RECORDS FOR THIS TASK below:
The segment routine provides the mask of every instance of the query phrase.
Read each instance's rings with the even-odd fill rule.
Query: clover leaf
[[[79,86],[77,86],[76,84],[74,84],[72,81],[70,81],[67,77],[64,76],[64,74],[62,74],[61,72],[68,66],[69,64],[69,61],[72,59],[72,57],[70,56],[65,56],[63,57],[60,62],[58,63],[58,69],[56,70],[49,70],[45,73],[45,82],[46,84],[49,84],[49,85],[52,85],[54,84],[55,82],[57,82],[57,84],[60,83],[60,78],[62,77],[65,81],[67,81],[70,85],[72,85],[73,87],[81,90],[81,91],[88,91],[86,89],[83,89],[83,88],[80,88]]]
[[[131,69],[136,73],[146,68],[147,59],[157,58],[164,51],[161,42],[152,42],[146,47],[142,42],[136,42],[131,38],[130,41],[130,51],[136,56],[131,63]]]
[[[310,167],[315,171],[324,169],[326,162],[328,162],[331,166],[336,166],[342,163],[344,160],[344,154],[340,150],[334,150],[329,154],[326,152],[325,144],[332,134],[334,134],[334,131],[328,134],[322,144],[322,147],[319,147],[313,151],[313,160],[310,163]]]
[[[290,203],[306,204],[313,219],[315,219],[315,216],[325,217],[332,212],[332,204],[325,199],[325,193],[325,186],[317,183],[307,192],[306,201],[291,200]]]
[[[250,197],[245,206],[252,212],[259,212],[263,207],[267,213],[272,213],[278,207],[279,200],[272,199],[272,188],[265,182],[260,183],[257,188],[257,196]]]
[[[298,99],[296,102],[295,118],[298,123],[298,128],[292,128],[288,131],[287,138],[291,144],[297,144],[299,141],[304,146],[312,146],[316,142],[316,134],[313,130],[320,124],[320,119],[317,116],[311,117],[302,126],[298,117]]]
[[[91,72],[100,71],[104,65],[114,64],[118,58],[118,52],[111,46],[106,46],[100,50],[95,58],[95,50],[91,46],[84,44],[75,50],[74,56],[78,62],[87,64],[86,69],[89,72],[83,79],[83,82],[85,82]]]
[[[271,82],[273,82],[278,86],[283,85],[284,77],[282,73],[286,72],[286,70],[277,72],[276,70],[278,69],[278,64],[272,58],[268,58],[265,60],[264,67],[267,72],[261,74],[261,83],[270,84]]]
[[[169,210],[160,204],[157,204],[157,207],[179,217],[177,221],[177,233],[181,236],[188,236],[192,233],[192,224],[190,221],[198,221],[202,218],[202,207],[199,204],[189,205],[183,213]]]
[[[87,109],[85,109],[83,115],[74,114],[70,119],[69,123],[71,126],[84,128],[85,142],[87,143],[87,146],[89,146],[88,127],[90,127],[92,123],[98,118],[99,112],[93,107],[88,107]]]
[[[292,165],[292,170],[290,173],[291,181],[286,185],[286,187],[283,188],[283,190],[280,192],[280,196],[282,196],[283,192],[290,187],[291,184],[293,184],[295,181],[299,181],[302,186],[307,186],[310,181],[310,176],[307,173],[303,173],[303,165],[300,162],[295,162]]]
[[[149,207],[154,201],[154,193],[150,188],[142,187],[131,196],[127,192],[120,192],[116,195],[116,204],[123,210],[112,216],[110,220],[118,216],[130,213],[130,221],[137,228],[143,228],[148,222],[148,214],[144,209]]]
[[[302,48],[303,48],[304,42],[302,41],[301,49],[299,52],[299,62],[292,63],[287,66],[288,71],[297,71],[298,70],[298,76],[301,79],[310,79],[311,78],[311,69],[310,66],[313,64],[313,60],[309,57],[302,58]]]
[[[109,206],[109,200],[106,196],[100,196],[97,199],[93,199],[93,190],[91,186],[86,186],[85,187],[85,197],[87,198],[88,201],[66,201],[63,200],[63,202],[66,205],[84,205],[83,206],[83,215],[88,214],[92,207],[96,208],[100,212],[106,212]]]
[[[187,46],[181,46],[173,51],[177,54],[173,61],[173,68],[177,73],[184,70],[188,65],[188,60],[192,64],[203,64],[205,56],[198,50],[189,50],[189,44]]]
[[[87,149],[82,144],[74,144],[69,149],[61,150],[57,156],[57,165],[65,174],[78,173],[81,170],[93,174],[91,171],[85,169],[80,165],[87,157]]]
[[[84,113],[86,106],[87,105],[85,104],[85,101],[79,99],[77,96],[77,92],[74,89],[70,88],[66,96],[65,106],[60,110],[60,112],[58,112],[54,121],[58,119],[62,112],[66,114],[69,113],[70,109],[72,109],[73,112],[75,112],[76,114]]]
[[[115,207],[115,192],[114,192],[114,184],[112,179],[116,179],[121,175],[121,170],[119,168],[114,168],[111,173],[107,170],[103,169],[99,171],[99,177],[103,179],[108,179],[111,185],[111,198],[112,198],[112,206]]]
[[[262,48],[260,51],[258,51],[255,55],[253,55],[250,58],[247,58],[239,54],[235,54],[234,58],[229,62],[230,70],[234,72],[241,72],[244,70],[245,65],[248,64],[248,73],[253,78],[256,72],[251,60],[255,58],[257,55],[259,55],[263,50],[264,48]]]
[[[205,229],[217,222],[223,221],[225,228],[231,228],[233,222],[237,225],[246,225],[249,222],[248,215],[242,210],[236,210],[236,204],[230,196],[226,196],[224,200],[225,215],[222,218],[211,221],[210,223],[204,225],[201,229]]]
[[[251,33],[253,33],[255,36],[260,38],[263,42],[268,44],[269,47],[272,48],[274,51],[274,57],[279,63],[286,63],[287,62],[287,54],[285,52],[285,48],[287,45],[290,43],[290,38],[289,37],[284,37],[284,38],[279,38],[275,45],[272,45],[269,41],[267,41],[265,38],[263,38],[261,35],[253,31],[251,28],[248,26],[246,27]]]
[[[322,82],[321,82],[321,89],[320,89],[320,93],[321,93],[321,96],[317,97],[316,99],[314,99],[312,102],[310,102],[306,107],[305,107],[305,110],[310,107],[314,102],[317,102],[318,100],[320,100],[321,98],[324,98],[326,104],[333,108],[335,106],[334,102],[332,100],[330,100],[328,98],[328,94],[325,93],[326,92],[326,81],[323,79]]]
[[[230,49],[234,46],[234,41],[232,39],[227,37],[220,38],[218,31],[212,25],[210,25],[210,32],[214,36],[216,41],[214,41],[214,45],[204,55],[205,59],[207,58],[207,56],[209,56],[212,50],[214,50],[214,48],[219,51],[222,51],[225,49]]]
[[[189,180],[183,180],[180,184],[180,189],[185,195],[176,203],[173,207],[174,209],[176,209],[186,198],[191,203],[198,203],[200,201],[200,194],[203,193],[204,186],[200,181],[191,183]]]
End of RECORDS FOR THIS TASK.
- [EXERCISE DETAILS]
Beginning with the first line above, could you copy every line exactly, up to and including the one with "Read each instance's"?

- [RESPONSE]
The segment routine provides the mask of every instance of the query phrase.
Read each instance's rings with the even-odd fill rule.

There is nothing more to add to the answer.